DATASET »
"""
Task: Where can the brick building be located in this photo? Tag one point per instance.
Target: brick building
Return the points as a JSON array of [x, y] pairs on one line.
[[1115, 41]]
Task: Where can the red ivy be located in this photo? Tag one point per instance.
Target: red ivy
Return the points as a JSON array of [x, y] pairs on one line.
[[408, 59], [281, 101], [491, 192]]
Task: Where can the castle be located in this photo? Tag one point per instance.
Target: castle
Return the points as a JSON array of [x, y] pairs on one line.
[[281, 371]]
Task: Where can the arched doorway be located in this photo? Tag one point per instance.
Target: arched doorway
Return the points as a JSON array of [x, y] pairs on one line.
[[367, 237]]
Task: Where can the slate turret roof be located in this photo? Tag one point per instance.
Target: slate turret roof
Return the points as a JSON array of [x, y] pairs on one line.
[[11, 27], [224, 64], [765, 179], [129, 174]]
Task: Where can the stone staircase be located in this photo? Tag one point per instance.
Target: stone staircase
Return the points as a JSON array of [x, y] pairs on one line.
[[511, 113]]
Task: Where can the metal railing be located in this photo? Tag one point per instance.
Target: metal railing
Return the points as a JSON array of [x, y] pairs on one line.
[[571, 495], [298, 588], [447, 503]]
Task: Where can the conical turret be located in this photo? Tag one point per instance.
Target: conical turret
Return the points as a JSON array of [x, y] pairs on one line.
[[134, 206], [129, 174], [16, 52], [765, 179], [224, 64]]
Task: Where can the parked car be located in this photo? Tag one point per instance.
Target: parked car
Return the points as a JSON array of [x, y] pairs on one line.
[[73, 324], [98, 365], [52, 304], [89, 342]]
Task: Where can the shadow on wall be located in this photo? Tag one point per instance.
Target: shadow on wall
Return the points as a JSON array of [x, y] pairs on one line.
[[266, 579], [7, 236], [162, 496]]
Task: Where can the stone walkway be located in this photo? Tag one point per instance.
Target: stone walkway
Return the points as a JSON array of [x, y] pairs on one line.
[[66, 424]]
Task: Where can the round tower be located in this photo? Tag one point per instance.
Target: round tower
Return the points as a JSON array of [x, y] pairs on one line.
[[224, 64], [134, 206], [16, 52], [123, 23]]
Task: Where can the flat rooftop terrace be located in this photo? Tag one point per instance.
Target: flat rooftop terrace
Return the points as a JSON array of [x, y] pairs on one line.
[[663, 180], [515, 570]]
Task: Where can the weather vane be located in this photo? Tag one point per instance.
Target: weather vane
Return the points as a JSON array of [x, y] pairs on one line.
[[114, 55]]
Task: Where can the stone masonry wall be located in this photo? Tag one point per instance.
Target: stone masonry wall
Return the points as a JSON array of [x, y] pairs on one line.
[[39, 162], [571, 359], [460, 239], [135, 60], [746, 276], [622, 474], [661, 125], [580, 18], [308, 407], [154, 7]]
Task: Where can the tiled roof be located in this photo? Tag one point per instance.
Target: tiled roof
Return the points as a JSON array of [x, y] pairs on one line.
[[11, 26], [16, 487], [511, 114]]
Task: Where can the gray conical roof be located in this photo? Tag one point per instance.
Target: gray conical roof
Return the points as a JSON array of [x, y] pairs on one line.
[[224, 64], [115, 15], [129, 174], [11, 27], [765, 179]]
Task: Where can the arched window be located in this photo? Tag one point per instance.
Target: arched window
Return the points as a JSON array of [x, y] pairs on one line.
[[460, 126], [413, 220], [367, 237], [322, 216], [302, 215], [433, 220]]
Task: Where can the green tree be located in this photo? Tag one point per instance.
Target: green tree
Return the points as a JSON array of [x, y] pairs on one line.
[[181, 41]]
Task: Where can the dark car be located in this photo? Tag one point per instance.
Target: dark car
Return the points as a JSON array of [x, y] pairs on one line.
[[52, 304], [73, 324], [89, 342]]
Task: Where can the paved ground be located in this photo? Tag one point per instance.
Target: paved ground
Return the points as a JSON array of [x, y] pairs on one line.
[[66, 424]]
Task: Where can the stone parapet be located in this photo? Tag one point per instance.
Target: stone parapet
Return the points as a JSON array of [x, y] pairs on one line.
"""
WHAT YOU HAVE TO DO » Copy out the records above, from their first line through the line containing "[[571, 495], [298, 588], [447, 503]]", keeping every line unchanged.

RIGHT ANSWER »
Task: Where can the brick building be located in this photo? Tag one point per instance.
Target: brick building
Return the points as a JSON array of [x, y] pairs on one line.
[[1115, 41]]
Task: Where can the red ivy be located in this photo? Tag one point per instance.
Target: red ivy
Return the points as a JSON array of [x, y] pairs on one line.
[[408, 59], [281, 101], [491, 192]]
Task: Where can the castle be located in this photo? Tag one point per instance.
Target: castle
Return the points as a JSON array of [x, y] pairs on one line.
[[281, 371]]
Task: Where can the arched doorway be located in this photo? Tag one point per instance.
Target: arched doorway
Return the points as a JSON array of [x, y] pairs on one line.
[[367, 237]]
Task: Where can the slate turret roof be located in this photo? Tag one point per instance.
Target: slate turret roof
Return the points as a JSON array of [x, y] pairs on one line.
[[11, 27], [224, 64], [765, 179], [129, 174]]
Task: Where can the stone staircase be located in this photo? Tag one point per instance.
Target: stone staircase
Return the points as a JSON array of [x, y] pairs on one line.
[[511, 113]]
Task: Where can the metal railing be located in this photo? Tag one point per instance.
Target: metal railing
Return the points as a JSON array of [x, y] pairs on one line.
[[571, 495], [298, 588], [447, 503]]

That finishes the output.